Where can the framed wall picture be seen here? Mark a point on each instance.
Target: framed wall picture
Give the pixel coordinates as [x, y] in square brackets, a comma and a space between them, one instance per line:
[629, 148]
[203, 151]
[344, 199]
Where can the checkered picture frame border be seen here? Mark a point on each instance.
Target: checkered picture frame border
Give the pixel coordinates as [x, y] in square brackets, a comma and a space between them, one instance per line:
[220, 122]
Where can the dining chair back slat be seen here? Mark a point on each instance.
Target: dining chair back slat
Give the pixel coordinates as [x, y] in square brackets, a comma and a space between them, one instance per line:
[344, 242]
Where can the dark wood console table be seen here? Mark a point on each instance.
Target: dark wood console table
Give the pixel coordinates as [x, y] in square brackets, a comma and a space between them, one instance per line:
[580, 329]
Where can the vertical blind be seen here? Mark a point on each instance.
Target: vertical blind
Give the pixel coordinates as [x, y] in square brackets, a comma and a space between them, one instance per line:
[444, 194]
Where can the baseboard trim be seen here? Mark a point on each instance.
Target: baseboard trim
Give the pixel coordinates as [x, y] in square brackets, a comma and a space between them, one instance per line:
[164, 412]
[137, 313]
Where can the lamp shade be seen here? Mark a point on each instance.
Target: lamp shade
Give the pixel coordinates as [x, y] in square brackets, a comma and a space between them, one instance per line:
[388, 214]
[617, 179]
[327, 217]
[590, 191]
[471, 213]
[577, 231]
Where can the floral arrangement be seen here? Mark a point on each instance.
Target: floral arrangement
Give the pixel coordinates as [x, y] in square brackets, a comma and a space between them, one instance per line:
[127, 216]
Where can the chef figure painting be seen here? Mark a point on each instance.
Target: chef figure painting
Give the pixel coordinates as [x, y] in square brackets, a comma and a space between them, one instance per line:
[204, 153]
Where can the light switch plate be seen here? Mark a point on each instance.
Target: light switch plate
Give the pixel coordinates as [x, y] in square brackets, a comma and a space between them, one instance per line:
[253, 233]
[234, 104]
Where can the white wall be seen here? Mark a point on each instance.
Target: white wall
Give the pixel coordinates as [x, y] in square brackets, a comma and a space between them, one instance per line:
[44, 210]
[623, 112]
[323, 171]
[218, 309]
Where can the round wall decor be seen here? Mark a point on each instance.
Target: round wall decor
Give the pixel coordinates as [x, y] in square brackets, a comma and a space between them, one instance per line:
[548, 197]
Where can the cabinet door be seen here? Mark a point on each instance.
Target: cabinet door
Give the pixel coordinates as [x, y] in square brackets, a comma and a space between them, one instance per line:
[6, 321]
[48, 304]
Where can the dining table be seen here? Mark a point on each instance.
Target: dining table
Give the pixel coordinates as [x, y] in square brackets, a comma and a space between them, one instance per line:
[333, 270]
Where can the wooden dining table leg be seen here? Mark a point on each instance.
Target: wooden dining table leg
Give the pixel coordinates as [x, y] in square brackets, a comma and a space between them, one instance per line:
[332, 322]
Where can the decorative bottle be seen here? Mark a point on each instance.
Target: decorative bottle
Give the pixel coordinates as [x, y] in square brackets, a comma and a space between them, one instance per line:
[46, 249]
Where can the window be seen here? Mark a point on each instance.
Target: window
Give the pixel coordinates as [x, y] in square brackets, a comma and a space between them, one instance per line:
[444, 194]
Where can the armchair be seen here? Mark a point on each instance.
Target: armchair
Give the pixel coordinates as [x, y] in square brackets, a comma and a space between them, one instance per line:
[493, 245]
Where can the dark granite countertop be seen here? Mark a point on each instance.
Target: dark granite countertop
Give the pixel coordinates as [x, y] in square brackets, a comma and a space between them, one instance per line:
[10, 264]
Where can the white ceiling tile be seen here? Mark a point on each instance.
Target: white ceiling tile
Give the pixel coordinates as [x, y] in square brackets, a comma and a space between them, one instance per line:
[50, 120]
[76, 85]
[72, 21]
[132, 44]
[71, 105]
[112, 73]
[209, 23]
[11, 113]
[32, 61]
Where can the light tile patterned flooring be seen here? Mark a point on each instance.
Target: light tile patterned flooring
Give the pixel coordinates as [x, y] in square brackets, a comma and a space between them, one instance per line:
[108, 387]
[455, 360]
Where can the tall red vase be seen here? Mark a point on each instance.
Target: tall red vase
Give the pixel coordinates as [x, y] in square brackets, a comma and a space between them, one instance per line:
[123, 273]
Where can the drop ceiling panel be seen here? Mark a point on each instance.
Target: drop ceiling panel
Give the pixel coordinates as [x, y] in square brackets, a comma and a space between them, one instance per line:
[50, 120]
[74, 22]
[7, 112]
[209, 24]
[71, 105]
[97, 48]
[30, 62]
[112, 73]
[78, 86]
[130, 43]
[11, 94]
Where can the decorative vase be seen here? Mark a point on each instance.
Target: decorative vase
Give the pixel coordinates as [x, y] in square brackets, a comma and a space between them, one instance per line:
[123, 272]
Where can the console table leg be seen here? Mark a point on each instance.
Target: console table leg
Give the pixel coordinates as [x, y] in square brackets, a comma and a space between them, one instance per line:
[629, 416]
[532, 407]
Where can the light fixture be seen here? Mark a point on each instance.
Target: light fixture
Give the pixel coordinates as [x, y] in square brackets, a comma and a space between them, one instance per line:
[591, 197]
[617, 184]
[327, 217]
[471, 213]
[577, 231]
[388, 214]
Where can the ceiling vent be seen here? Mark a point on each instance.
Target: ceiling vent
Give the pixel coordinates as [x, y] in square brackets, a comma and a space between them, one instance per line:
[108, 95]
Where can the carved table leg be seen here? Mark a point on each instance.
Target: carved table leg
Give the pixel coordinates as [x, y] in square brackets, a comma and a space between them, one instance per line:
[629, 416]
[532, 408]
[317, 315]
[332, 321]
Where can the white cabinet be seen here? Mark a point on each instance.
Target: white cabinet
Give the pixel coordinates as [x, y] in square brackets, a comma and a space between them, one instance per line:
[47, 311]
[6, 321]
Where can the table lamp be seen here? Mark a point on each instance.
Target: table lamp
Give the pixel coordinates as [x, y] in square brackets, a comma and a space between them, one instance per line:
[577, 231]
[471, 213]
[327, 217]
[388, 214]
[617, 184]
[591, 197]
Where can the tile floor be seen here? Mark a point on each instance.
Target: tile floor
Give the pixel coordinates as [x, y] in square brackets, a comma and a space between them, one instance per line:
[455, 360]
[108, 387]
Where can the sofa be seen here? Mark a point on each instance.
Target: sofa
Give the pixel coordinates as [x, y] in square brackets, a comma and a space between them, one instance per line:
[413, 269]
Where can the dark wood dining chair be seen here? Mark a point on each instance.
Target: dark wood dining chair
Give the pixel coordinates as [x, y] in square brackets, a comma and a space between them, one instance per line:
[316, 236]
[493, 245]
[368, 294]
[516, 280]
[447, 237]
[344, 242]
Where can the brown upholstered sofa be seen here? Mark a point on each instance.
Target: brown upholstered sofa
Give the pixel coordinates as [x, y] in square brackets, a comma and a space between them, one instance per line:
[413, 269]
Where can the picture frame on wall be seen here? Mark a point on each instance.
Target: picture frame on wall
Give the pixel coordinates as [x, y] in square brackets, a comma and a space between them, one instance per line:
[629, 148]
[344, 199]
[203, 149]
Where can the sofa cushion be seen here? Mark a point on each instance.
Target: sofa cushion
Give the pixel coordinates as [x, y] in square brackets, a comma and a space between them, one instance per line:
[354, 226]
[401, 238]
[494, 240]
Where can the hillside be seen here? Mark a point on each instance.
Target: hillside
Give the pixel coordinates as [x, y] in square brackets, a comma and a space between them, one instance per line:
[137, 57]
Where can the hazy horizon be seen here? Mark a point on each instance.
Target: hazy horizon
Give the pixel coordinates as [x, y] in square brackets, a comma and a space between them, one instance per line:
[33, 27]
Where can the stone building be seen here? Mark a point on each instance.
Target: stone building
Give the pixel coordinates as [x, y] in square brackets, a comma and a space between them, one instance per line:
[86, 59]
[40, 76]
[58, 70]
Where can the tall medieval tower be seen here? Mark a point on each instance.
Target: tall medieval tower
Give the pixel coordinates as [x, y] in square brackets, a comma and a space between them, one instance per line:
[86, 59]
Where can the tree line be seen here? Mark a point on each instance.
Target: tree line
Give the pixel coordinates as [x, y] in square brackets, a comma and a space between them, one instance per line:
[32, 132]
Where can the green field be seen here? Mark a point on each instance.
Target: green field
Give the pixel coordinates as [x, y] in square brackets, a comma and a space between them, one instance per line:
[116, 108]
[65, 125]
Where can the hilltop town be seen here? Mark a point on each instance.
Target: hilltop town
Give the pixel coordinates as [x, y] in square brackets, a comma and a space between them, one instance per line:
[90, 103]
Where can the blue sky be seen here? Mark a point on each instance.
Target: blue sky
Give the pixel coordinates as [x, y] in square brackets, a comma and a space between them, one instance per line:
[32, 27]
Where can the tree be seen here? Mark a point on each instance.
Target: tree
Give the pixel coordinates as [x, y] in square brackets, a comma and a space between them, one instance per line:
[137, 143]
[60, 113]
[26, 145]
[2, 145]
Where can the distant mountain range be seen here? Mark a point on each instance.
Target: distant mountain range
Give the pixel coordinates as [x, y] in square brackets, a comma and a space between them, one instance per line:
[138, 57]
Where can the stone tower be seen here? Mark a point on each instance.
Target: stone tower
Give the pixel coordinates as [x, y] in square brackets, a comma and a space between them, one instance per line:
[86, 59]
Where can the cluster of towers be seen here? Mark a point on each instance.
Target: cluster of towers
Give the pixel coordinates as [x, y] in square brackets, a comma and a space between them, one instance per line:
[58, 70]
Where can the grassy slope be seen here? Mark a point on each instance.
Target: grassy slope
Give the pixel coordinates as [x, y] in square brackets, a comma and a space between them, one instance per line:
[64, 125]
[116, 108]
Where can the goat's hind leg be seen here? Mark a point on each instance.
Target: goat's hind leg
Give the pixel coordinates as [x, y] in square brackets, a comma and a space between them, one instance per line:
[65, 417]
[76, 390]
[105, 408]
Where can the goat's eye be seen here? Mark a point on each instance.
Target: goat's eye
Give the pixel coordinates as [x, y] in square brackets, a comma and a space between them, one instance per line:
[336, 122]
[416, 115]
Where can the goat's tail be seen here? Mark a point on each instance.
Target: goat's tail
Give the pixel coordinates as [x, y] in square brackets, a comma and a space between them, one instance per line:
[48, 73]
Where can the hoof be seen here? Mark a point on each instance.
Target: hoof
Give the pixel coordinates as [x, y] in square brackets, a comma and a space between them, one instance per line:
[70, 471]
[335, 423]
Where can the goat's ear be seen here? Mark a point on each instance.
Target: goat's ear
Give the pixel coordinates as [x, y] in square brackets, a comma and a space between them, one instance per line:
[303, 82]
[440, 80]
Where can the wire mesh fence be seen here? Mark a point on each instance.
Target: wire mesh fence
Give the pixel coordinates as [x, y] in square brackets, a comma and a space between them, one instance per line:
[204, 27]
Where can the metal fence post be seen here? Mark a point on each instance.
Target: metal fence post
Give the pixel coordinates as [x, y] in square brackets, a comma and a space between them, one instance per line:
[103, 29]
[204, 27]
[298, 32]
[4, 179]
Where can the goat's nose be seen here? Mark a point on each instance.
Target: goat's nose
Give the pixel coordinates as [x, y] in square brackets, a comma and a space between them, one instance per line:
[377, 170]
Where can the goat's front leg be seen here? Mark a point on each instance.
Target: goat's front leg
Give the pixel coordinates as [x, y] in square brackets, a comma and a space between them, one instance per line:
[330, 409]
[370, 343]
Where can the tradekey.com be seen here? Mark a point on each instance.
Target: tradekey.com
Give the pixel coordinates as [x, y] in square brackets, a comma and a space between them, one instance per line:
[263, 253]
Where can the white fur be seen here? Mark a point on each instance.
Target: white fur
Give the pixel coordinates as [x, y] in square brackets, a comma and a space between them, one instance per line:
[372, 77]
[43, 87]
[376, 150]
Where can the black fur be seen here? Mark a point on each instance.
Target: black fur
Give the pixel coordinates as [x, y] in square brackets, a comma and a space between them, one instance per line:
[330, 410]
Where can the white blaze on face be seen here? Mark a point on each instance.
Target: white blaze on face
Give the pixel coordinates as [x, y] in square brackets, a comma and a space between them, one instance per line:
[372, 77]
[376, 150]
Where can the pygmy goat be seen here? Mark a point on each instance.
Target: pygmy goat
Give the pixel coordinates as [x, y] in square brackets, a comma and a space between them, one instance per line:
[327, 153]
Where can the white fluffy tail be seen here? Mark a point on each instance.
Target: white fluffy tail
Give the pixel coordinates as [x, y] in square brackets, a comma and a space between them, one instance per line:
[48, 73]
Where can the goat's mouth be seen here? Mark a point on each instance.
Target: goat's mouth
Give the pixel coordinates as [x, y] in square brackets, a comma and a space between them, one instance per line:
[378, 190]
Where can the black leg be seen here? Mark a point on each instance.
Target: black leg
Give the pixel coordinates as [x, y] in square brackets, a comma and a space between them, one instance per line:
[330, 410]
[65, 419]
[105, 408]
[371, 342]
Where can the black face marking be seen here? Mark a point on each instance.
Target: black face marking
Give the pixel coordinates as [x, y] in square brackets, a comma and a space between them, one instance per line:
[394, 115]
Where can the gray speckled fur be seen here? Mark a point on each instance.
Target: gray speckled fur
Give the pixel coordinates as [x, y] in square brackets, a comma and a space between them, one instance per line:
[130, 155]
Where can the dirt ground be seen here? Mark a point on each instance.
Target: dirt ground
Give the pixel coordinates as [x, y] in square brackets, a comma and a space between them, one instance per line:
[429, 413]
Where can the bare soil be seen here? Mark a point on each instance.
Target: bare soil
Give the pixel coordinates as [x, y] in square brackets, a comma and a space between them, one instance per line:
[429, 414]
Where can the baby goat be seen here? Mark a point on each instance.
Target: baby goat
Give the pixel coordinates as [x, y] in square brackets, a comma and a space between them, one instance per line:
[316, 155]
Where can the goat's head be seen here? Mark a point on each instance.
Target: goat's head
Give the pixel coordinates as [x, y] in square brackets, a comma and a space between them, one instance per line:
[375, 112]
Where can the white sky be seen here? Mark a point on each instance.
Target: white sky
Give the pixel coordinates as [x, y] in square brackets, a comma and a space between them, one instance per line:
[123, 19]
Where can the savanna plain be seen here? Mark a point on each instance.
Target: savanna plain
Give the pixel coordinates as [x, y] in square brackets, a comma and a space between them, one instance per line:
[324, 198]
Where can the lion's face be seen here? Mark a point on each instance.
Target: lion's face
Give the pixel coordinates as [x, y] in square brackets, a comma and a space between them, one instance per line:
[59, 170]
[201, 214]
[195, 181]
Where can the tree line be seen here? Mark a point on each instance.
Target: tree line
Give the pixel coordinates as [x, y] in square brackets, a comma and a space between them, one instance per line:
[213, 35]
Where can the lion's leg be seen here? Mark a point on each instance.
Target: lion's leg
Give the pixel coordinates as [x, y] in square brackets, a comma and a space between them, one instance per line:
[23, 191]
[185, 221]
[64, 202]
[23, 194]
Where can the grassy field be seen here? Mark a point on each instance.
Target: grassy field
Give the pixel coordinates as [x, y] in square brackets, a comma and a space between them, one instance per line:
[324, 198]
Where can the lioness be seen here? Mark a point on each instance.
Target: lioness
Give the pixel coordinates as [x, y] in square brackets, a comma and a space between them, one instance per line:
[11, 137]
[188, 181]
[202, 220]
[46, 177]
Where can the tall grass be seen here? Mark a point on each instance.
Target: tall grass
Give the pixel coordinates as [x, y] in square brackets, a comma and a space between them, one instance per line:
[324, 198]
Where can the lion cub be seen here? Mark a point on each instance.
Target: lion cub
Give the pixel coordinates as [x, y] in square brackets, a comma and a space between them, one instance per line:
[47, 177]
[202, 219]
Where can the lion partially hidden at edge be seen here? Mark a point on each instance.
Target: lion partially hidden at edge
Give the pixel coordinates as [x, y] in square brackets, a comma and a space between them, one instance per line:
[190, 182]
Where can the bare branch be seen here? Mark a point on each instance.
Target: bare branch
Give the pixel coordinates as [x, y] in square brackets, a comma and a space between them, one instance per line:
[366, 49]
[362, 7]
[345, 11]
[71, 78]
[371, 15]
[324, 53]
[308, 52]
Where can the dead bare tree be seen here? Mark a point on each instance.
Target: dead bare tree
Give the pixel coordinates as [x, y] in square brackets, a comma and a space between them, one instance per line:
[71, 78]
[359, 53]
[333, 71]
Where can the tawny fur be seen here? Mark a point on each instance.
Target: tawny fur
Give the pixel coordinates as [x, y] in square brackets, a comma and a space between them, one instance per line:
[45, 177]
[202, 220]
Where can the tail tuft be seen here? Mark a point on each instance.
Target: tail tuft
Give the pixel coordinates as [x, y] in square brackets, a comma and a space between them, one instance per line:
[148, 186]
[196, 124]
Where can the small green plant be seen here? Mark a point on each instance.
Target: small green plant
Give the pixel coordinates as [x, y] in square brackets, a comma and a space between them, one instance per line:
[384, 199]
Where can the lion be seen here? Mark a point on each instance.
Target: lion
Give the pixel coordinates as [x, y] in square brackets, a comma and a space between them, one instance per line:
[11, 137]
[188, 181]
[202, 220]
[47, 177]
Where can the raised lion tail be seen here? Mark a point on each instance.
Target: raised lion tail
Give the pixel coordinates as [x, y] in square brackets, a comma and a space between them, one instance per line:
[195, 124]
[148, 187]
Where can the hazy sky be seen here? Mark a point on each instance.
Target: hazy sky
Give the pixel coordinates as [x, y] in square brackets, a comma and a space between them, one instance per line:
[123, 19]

▶ _Exercise directions_:
Take the lines from the first line of the records through the line holding "Target: dining chair back slat", both included, and please reproduce them exactly with nothing added.

▶ _Solution to this exercise_:
Where can the framed wall picture be seen here? Mark a point on each instance.
Target: framed wall picture
Give the pixel coordinates as [x, y] in square brackets, a comma and a space between them, one instance per line:
[629, 148]
[203, 151]
[344, 199]
Where can the checkered picture frame border be seen here? Mark a point on each instance.
Target: checkered picture frame border
Give the pixel coordinates as [x, y] in square brackets, a comma and a space between them, one instance per line:
[220, 122]
Where can the dining chair back slat be seen here? Mark a point on each instance.
Target: dining chair back slat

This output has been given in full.